Records excerpted from a collection:
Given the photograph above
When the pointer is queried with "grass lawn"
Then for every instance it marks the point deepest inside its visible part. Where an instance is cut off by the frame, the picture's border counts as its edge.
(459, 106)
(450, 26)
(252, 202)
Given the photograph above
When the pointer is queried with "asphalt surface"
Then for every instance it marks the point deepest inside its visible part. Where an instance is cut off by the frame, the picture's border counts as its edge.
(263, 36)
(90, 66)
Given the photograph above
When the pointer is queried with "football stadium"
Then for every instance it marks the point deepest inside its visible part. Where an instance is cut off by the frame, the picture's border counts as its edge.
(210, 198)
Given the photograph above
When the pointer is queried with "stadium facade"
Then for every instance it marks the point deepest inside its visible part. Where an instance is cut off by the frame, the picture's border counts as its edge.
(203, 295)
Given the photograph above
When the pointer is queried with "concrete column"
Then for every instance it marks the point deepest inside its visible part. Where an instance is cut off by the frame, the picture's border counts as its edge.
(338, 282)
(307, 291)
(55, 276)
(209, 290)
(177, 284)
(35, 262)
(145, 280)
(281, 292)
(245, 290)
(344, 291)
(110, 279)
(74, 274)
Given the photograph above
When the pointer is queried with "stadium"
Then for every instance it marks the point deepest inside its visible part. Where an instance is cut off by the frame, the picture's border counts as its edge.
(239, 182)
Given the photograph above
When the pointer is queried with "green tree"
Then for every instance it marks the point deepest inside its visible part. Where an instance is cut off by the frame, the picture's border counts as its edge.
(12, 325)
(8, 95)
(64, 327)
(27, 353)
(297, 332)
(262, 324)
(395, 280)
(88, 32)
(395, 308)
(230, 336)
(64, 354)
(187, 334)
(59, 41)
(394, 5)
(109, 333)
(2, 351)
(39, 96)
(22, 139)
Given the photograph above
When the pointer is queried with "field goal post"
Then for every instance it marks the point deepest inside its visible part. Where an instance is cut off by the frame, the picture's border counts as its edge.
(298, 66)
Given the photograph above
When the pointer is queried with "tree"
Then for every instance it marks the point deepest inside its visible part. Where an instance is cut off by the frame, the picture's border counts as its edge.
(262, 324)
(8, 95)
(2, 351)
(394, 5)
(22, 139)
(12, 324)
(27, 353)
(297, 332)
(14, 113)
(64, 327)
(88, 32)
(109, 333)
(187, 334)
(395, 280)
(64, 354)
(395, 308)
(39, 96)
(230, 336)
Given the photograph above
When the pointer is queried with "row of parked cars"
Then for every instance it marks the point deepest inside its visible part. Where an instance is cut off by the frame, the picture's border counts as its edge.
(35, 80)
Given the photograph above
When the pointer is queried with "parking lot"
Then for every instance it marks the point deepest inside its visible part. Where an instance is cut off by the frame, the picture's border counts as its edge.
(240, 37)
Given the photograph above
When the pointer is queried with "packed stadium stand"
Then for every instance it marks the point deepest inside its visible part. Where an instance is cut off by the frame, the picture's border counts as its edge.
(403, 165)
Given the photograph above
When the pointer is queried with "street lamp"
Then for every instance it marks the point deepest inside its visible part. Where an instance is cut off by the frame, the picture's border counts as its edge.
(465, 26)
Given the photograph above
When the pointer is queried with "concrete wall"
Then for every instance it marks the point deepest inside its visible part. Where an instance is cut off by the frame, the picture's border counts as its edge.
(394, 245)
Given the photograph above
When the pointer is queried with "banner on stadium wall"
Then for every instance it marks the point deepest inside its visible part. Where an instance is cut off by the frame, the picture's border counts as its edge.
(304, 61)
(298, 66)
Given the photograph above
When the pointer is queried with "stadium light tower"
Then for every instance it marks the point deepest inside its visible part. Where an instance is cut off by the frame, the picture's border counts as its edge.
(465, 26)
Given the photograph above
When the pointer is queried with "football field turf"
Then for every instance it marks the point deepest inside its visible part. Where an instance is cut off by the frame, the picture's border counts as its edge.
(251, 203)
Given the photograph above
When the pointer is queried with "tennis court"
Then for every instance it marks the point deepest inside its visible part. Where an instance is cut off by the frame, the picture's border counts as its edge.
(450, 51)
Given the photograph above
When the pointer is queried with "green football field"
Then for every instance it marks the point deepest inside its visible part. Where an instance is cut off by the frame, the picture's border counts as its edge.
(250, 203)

BRIEF —
Extract each line of the material exactly as it stands.

OUTPUT —
Given the photograph above
When the pointer is queried with "grass lawn"
Then for every instance it marks the point deepest inside its visible part. Where an instance is cut off by the frame, the picture's border counts as its edge.
(459, 106)
(450, 26)
(252, 202)
Given the photograph above
When the pointer is queried with "asphalt surface"
Then for every instance it marks the point deepest inside its visible part. Where an instance is cut off by the frame, the picture's border counts as its edge.
(263, 36)
(90, 66)
Given the photograph above
When the pointer is queried with "football stadium"
Then for every instance it marks the point deepest inside its visible part. Where an instance is cut off by the frame, the picture's border counts as its edge.
(210, 198)
Given the photograph above
When the pointer is queried with "stadium facade"
Then for every instance it marks the point deepest inside its visible part. Where an instance is cut off by the frame, the picture's border counts as its edge.
(203, 295)
Given the photograph above
When the pointer is queried with "concrete column"
Then for every instance it marks the point deepest inside its visible part. Where an instance is cut off by the frame, the picture's border counts as its edge.
(338, 282)
(307, 291)
(55, 276)
(209, 290)
(177, 284)
(35, 262)
(145, 280)
(281, 292)
(245, 290)
(344, 291)
(110, 279)
(74, 274)
Given the photograph above
When the pointer is queried with "stadium"
Then for every instance it marks the point deepest inside its visible part. Where an instance is cut off by the frame, the picture's border counts as its edge.
(239, 182)
Given the photograph above
When the pointer is queried with "green tree"
Then for every instance it marks the point deepest inside its visible part. Where an instance is cut off by the frame, the picture's border counts as its edge.
(12, 325)
(8, 95)
(64, 327)
(27, 353)
(297, 332)
(262, 324)
(395, 280)
(88, 32)
(395, 308)
(230, 336)
(64, 354)
(187, 334)
(59, 41)
(394, 5)
(109, 333)
(2, 351)
(39, 96)
(22, 139)
Given the photograph above
When the pointer is queried with "field goal post"
Then for every instance it marks the point deepest inside its visible part. Where an instance is cut off by the frame, the picture's border counts as its edge.
(298, 66)
Given the photograph above
When the pointer is queried with "tree"
Then for every instance it marks the point deepest inside its visible part. Where an instance is cut off by the frame, the picture's border counts as its edge.
(262, 324)
(8, 95)
(2, 351)
(394, 5)
(22, 139)
(12, 324)
(27, 353)
(297, 332)
(14, 113)
(64, 327)
(88, 32)
(109, 333)
(187, 334)
(395, 280)
(64, 354)
(395, 308)
(39, 96)
(230, 336)
Given the photograph above
When the pointer is queried with "row of parked cars"
Then for every instance it marks the point deepest inside its visible part. Where an instance is cut off by the frame, the picture's border counts as its edge.
(35, 80)
Given the photograph above
When the pointer is queried with "parking lot"
Then for every instance it marks the point deepest inside its visible part. Where an instance is cut off by the frame, the picture's border counts as its edge.
(240, 37)
Given the photograph above
When the pointer is queried with "packed stadium stand"
Then for every instance it marks the point deepest inside its visible part. Where an instance is cut off by the frame, the picture's border counts as its edge.
(403, 165)
Given the photograph above
When the pointer is queried with "street lamp"
Then for every instance it marks the point deepest inside its visible part. Where an instance is cut off by the frame, the picture's border counts as its edge.
(465, 26)
Given the photograph above
When the pointer is queried with "concrete wall"
Then for every instance it marks the point deepest inside its visible part. Where an instance is cut off by the frame, the picture's border counts as its edge.
(394, 245)
Given the photograph above
When the pointer is queried with "banner on stadium wall"
Then for every instance it marks the point deepest inside its visible part. Where an instance is cut off by the frame, the picture's border counts as its edge.
(304, 61)
(298, 66)
Given the photograph above
When the pointer is queried with "stadium light tower"
Then for every instance it marks the point deepest inside its visible part. Where an instance is cut off by the frame, the picture's border counts as its edge.
(465, 26)
Given the photograph above
When the pointer is queried with "football field turf"
Then for every instance it marks the point deepest inside its visible part. Where an instance is cut off by the frame, the picture's border counts as its edge.
(251, 203)
Given the photograph above
When the pointer is queried with "tennis court"
Then for every instance it marks the point deepest inside its visible part. Where an instance is cut off by the frame, the picture's border counts as its edge.
(450, 51)
Given the photograph above
When the pointer is queried with "green football field"
Then for every instance it marks the point deepest inside its visible part. Where an instance is cut off by the frame, the picture's border counts as its edge.
(250, 203)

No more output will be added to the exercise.